Stated exercise:
Recast the lines of the records from the line containing "For each instance of the rear door window, drop" through the line containing "(1083, 122)", both included, as a JSON list of strings with one string per line and blank lines omitted. Convert only those lines.

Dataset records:

>>

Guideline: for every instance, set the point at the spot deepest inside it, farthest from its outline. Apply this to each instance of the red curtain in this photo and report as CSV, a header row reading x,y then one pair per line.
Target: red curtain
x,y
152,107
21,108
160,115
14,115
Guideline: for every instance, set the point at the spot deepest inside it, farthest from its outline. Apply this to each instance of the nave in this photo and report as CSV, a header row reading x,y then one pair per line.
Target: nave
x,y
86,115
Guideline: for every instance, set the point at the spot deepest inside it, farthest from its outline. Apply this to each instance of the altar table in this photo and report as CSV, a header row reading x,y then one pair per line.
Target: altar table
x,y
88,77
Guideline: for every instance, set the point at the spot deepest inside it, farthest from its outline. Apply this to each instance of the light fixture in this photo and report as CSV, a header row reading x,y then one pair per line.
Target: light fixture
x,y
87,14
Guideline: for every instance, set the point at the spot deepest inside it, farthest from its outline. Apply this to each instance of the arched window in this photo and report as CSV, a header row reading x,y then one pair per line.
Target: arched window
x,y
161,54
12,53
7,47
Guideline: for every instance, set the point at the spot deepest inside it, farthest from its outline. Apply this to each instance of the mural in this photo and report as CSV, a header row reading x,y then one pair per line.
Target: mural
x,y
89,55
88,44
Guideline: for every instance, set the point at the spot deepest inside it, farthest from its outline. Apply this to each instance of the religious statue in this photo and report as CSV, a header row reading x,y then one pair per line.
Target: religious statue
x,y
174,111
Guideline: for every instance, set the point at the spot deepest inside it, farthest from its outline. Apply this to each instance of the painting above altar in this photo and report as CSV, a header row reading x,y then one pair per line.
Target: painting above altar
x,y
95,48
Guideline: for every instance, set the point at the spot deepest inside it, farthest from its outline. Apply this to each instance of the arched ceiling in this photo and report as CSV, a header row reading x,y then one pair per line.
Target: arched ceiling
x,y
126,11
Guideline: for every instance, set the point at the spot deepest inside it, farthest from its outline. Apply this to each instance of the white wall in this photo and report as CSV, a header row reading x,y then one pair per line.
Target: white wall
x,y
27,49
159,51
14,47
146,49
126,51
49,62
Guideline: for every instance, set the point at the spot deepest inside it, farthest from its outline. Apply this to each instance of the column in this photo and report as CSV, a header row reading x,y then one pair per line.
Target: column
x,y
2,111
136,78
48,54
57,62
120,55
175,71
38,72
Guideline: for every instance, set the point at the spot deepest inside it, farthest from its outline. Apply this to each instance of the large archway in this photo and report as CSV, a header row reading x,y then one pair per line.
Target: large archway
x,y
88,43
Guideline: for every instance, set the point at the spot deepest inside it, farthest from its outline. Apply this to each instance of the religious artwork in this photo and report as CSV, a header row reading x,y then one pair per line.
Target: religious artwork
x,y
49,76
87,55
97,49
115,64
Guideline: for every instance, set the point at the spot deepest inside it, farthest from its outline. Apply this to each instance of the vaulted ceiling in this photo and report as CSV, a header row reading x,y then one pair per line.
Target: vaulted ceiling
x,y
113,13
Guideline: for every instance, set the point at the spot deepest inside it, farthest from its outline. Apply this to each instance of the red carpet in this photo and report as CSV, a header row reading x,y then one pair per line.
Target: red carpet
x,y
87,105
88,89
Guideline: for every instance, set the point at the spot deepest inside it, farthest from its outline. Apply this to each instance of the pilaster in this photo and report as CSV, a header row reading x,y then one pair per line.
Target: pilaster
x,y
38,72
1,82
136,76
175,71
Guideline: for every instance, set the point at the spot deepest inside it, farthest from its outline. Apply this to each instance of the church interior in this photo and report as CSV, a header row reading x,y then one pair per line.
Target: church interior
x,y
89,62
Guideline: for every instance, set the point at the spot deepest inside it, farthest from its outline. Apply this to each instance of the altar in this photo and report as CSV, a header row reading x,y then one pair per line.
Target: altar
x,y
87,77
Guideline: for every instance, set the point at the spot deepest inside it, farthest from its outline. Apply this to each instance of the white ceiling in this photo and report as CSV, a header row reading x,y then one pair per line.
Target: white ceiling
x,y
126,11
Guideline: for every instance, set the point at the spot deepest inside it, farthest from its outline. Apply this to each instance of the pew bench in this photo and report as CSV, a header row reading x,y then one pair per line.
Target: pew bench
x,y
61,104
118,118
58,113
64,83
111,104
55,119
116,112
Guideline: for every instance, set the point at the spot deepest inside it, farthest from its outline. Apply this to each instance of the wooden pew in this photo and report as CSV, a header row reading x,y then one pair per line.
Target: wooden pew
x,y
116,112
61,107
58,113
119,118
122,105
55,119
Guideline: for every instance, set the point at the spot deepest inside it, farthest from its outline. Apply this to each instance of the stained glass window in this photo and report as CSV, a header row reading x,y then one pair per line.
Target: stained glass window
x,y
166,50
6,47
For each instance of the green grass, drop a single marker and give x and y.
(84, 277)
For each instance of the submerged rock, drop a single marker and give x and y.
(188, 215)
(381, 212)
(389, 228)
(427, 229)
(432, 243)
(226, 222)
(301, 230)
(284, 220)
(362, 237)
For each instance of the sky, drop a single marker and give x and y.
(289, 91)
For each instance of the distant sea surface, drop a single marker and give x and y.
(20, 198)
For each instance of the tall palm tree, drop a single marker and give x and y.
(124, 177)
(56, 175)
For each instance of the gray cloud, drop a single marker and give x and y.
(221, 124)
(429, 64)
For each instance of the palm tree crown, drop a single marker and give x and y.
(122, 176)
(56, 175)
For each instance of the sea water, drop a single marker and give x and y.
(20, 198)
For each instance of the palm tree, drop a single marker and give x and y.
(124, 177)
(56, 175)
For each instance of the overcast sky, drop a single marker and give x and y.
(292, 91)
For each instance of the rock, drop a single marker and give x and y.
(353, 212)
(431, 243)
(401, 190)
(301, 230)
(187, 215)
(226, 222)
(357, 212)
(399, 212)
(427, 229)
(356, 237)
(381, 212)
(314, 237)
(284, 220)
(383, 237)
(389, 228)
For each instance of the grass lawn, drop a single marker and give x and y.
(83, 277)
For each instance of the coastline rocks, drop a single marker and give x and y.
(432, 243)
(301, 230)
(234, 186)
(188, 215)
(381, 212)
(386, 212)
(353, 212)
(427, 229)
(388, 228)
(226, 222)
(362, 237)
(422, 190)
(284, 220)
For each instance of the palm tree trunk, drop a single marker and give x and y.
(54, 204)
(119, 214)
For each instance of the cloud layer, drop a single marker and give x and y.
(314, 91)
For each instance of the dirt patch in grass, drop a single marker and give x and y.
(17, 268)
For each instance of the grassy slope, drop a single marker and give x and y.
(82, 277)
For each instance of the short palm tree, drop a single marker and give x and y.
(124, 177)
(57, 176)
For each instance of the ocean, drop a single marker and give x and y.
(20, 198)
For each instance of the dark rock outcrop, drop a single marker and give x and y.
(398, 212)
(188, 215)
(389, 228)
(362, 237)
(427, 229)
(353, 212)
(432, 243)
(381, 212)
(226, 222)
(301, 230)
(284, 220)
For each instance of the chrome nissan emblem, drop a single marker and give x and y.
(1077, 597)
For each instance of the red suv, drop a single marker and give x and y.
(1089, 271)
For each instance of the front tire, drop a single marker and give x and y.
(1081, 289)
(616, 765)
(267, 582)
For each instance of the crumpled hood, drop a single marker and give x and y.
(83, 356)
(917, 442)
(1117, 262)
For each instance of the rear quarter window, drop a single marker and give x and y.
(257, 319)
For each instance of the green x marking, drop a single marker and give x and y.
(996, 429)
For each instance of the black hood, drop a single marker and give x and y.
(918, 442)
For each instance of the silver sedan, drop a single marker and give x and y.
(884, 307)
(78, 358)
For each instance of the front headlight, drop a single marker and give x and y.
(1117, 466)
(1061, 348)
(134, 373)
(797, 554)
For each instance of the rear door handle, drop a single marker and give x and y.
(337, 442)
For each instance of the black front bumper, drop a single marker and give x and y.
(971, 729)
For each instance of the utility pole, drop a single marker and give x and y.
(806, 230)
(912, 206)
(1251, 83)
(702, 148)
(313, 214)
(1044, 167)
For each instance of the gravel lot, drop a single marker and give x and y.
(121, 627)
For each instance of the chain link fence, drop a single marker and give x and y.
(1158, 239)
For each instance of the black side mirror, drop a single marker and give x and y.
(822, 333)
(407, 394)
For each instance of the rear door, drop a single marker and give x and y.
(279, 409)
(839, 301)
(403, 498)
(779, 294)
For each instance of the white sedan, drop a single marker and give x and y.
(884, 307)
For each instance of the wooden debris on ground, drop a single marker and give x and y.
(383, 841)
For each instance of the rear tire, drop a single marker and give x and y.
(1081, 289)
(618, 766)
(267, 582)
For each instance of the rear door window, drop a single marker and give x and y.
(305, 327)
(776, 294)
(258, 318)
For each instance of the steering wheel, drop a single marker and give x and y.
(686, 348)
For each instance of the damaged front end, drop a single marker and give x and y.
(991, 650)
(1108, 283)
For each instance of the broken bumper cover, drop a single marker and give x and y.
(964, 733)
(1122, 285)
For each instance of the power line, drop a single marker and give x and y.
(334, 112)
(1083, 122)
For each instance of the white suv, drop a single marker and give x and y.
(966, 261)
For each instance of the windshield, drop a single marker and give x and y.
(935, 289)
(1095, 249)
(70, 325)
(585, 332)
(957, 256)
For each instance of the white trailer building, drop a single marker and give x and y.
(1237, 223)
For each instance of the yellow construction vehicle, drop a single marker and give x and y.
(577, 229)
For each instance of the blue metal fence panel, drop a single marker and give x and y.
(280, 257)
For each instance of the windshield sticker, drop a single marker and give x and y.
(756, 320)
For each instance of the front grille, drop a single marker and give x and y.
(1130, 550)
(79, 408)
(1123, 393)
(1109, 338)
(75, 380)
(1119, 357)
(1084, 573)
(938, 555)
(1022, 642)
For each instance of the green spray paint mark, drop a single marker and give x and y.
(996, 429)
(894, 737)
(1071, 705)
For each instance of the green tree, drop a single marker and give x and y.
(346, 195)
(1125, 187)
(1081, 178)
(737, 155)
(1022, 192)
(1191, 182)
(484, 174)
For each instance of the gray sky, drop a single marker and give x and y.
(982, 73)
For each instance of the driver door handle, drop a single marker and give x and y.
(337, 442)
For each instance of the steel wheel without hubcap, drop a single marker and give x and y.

<<

Final result:
[
  "For each instance of the rear door window, drop a single marker and give x and y.",
  "(305, 327)",
  "(776, 294)",
  "(258, 318)",
  "For each instance of the steering wheel, drop a single marker and give x and y.",
  "(686, 348)",
  "For each instance of the damaged front end, drop a single marker and give x and y.",
  "(991, 650)",
  "(1108, 283)",
  "For each instance of the broken bumper cover, drop a single marker and give x and y.",
  "(964, 733)",
  "(1122, 285)",
  "For each instance of the power line, drop a single marker and give x and y.",
  "(334, 112)",
  "(1083, 122)"
]